### Dataset excerpts ###

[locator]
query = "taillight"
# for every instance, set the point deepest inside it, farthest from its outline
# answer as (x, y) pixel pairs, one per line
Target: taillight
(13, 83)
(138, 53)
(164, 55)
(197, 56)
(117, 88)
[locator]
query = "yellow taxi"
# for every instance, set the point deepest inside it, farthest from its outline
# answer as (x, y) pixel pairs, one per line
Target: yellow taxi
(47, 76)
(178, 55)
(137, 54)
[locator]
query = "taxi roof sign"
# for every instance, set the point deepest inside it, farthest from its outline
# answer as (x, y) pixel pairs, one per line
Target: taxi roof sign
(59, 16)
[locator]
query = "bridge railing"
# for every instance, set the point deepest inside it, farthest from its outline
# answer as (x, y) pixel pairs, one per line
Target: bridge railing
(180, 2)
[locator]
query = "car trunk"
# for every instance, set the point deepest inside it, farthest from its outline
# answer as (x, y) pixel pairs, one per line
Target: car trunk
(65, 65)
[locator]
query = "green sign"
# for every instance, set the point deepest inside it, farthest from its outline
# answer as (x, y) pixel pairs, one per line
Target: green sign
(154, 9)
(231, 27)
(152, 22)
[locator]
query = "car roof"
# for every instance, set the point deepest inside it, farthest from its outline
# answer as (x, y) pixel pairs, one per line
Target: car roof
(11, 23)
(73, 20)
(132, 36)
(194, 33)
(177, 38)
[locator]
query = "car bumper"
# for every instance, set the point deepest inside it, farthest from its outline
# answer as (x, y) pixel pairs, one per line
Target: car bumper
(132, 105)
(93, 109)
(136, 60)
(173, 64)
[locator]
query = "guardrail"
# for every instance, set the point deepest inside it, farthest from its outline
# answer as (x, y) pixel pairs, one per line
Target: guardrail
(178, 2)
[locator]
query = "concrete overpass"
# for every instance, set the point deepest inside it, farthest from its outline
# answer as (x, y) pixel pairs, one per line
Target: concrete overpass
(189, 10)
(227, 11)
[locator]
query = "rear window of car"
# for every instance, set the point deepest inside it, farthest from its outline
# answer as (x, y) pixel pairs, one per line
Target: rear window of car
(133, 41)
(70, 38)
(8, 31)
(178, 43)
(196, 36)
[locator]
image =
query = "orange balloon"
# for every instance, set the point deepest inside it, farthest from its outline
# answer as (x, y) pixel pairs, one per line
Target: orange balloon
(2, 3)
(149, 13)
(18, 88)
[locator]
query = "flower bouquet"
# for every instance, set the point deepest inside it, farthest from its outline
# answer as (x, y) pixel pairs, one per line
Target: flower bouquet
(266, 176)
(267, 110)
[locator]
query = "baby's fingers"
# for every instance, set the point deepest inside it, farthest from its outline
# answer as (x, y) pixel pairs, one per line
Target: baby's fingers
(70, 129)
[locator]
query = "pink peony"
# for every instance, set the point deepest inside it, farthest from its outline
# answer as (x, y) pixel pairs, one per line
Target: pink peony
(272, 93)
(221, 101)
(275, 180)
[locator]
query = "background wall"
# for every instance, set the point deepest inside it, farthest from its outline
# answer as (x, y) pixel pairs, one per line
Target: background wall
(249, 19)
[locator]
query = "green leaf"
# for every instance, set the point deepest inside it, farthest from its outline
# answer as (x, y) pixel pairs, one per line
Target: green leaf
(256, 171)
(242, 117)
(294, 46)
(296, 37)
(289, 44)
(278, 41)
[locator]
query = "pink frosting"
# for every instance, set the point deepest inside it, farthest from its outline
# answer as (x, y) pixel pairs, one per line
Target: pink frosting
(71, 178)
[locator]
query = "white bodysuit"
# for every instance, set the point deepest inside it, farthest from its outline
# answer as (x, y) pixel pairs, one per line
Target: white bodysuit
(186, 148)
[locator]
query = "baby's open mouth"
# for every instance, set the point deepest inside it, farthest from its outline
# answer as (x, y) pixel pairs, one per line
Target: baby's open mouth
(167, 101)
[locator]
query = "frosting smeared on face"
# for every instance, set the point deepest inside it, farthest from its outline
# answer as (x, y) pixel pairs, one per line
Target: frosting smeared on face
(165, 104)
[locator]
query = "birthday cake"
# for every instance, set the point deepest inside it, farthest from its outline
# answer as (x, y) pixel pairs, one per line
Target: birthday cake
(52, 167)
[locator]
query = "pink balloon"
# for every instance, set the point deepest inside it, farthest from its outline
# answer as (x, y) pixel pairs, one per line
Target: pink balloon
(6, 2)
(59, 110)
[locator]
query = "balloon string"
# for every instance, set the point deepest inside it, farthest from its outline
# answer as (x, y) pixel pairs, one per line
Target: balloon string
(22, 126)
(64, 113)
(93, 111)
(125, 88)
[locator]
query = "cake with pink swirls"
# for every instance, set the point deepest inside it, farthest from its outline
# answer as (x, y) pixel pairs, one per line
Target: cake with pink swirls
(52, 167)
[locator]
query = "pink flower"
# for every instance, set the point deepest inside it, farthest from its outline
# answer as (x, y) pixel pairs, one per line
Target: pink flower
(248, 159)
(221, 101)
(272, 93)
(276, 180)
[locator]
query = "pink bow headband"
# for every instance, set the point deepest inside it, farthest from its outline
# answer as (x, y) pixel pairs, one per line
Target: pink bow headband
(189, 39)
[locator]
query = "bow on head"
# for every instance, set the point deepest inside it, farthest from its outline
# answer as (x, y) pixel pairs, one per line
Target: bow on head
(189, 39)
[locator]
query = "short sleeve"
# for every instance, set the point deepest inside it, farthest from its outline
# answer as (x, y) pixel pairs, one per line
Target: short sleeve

###

### [Work required]
Of the records above, copy each line that includes "sleeve".

### [Output of the exercise]
query = "short sleeve"
Target: short sleeve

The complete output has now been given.